# [Quoted passage]
■ ■ ■
Callahan and Nuland continue, "The answer to these questions is yes. But it will require — to use a religious term in a secular way — something like a conversion experience on the part of physicians, researchers, industry, and our nation as a whole."
Amen!
This is precisely why, when presenting an evolutionary picture of death to religious and secular audiences alike, I aim to parlay information and anecdote into a concoction that just might evoke a conversion experience. Here is one success story, drawn from an email I received in 2007 after delivering a sermon, "Death Through Deep-Time Eyes," at a Unitarian Universalist church in the Midwest:
"I am a funeral director intern and will be getting my license within the next couple of months. Every day I deal with death. Every day I hear sermons about Adam's sin and death's sting. I always feel strange, sitting at the back listening to whichever preacher happens to be the pick of the day. I always knew I didn't believe what they spoke.
I learned about evolution and the Big Bang from teachers who didn't believe in it, but who had to teach it. I watch programs on it on the Discovery Channel. I believe it. But I have never had it put into a story that could define me. It was always distant, something that happened in the past. You brought to me the first creation story that I could relate to. No talking snake in a tree tempting a nude woman. No. You gave me words to a story that is based in fact — something I can make my own, something that is my own. And for that, I thank you."
Death denial in our culture is not only entrenched; it is the default perspective because of our dominant religious heritage. A large segment of the American population still believes (or regularly listens to preachers who believe) in the Bible literally. For them, the explanation for why there is death is drawn from Romans 5:12 (attributed to the writings of the Apostle Paul): "Wherefore as by one man sin entered the world, and death by sin; and so death passed upon all men."
■ ■ ■
# [Provided information]
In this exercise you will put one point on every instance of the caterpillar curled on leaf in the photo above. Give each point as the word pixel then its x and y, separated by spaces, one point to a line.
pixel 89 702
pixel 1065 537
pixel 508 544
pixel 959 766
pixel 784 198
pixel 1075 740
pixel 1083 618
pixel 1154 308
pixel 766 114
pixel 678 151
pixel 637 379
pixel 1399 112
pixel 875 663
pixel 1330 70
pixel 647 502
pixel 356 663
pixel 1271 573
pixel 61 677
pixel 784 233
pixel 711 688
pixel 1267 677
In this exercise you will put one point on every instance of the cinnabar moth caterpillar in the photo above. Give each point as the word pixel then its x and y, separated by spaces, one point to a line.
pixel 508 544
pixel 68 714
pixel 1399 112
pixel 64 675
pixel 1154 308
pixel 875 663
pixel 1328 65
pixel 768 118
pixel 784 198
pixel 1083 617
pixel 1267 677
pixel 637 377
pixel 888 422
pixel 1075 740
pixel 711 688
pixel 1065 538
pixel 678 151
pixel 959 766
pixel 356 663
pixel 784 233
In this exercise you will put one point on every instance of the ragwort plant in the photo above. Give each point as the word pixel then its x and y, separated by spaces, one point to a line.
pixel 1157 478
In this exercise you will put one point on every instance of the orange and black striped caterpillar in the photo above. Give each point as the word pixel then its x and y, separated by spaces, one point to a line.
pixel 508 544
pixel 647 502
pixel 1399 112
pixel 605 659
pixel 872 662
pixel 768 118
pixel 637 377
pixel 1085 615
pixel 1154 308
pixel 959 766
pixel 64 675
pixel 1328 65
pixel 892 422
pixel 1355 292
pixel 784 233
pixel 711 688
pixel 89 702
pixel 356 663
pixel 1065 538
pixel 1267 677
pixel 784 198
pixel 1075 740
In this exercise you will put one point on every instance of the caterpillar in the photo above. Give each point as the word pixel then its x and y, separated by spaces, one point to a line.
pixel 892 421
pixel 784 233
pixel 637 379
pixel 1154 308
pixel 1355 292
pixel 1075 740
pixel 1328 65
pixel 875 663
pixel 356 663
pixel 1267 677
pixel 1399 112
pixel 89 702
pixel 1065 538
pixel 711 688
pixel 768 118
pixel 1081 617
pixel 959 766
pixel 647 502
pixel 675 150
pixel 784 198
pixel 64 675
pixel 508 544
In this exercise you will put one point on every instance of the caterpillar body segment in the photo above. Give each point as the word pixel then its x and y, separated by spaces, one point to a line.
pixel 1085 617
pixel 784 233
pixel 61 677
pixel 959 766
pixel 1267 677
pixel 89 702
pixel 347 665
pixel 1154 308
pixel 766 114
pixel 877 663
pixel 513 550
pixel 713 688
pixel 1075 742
■ ■ ■
# [What you will do]
a: Rewrite everything in the passage on death and evolution from "This is precisely" down to "what they spoke.", putting "Pacific Northwest" in place of "Midwest".
b: Write what follows the last sentence of the passage on death denial.

# [Answers to the tasks]
a:
This is precisely why, when presenting an evolutionary picture of death to religious and secular audiences alike, I aim to parlay information and anecdote into a concoction that just might evoke a conversion experience. Here is one success story, drawn from an email I received in 2007 after delivering a sermon, "Death Through Deep-Time Eyes," at a Unitarian Universalist church in the Pacific Northwest:
"I am a funeral director intern and will be getting my license within the next couple of months. Every day I deal with death. Every day I hear sermons about Adam's sin and death's sting. I always feel strange, sitting at the back listening to whichever preacher happens to be the pick of the day. I always knew I didn't believe what they spoke.

b:
Death in our culture is seen as bad and wrong. Death simply shouldn't be. How do we know this? Because ancient oral stories unfairly frozen into unchanging scripture — what Michael Dowd calls, "idolatry of the written word" (also here) — claim that there was no death in the beginning — at least no death of animals. Not only did the lion lay down with the lamb, but even T. rex is said to have been a vegetarian in those halcyon days when our species numbered merely two. (Note: If you are unaware of this literalist explanation for how death came into the world, take a few moments to read online a creationist tract on this topic, in cartoon format — or visit the Creation Museum in northern Kentucky.)
Not only do teachers and preachers of fundamentalist leanings point to scriptural passages that portray death as "the enemy" (1 Corinthians 15:26), but the culture of our medical institutions reinforces it. Death-as-enemy, sadly, is reinforced, as well, by the economics of the ratings systems for doctors and hospitals.
And thus I regularly challenge my audiences by proposing that, "No generations before our own, anywhere on Earth, experienced more prolonged emotional anguish, family discord, and even physical suffering in relation to the passing of elders than do the generations of Americans alive today."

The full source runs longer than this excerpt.